- **TASK REQUIREMENTS**:
In the records below, begin at the line that has "Target: concrete wall" and stop after the line that has "Target: vertical seam on wall"; quote those lines verbatim and nothing more.

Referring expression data
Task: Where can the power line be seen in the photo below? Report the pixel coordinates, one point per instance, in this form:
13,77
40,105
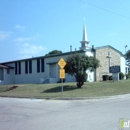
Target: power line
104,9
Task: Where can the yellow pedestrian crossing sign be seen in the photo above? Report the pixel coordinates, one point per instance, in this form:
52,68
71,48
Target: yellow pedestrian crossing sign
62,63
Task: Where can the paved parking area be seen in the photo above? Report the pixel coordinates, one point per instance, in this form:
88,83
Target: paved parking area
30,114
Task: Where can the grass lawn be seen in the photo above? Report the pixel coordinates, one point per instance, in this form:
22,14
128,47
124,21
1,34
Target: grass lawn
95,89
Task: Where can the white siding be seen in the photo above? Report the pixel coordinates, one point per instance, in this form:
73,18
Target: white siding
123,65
...
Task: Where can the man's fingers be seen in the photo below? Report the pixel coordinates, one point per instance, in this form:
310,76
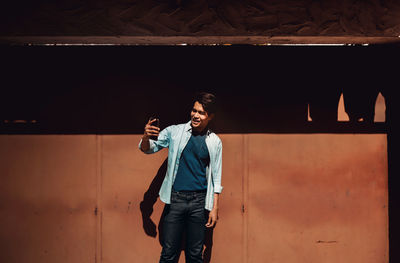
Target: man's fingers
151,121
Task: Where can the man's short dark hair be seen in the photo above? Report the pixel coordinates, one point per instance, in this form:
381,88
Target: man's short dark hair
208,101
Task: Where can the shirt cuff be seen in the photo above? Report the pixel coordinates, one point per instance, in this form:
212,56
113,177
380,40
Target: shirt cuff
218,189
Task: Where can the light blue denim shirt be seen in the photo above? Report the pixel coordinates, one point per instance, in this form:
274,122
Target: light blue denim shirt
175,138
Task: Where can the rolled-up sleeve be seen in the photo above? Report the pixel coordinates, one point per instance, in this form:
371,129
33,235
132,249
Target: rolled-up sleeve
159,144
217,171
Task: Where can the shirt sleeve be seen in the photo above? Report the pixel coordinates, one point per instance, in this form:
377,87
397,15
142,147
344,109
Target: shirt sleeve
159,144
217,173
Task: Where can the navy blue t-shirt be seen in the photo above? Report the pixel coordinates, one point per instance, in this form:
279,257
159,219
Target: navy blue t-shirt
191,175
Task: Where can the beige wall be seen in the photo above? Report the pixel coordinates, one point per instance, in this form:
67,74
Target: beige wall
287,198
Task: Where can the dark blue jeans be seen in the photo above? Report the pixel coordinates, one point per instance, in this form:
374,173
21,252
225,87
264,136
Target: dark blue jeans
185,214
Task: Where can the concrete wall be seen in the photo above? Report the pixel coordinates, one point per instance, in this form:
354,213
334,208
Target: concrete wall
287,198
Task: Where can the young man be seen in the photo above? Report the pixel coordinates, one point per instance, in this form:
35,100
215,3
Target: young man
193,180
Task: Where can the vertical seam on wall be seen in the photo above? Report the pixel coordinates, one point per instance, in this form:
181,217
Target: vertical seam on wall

- **COMPLETED TASK**:
Target: concrete wall
287,198
Task: Where can the young man be seen in the photo above? Report the pixel coordinates, one point per instance, in this form:
35,100
215,3
Target: young man
193,180
Task: Where can the vertical seam on wall be seen in the photo above? Report the pixel coordinates, one point per instance, in this form:
181,217
Target: vertical seam on wall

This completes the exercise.